### УСЛОВИЕ ЗАДАНИЯ
Выведите целиком и без изменений отрывок о том, почему Путину не удалось расчистить завал в малой сфере.

### ТЕКСТ ДОКУМЕНТА
►
Страшные фОшЫсты и жуткие жЫды - Александр Архангельский 42 стр.


Почему же Путину не удалось (хотя хотелось) расчистить великий завал в малой сфере, хотя денег после 2001-го стало достаточно, террор пригас, а в элитах царила атмосфера нефтяного счастья и газовой эйфории? Потому что невозможно заставить милицию скромно охранять закон, если ты отдаешь на разграбление крупнейшие корпорации, используя суд как инструмент решения сиюминутных политических проблем; трудновато отлучить санитаров от хлебных кормушек, прикармливая резвых политологов, послушных молодежных лидеров и продюсеров и так далее. Тут либо-либо. Как в анекдоте: батюшка, вы либо снимите крестик, либо наденьте трусы.
◄
Данные для указания точек по описанию
►
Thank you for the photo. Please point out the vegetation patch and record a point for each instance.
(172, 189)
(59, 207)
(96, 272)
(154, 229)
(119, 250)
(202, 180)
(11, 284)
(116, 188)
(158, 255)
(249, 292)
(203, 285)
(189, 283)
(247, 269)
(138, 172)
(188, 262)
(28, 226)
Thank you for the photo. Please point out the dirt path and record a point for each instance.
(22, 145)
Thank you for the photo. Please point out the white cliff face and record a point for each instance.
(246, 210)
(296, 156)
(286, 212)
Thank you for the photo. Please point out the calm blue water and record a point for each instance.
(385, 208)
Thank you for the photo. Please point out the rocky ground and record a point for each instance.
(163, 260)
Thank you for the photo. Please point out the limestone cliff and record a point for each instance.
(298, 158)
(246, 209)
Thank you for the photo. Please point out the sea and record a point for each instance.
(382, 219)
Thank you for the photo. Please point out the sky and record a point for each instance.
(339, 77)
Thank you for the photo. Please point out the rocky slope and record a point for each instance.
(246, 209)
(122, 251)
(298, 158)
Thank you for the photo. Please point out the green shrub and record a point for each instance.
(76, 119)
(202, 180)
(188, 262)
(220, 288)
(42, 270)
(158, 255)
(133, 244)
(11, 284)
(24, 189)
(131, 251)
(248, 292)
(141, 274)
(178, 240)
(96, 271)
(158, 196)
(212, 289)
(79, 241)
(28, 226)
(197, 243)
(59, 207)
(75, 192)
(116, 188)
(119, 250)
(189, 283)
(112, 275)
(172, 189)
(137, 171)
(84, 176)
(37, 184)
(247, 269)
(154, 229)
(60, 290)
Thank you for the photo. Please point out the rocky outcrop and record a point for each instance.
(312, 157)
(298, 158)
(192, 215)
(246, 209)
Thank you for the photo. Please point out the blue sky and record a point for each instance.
◄
### ОТВЕТ К ЗАДАНИЮ
Страшные фОшЫсты и жуткие жЫды - Александр Архангельский 42 стр.


Почему же Путину не удалось (хотя хотелось) расчистить великий завал в малой сфере, хотя денег после 2001-го стало достаточно, террор пригас, а в элитах царила атмосфера нефтяного счастья и газовой эйфории? Потому что невозможно заставить милицию скромно охранять закон, если ты отдаешь на разграбление крупнейшие корпорации, используя суд как инструмент решения сиюминутных политических проблем; трудновато отлучить санитаров от хлебных кормушек, прикармливая резвых политологов, послушных молодежных лидеров и продюсеров и так далее. Тут либо-либо. Как в анекдоте: батюшка, вы либо снимите крестик, либо наденьте трусы.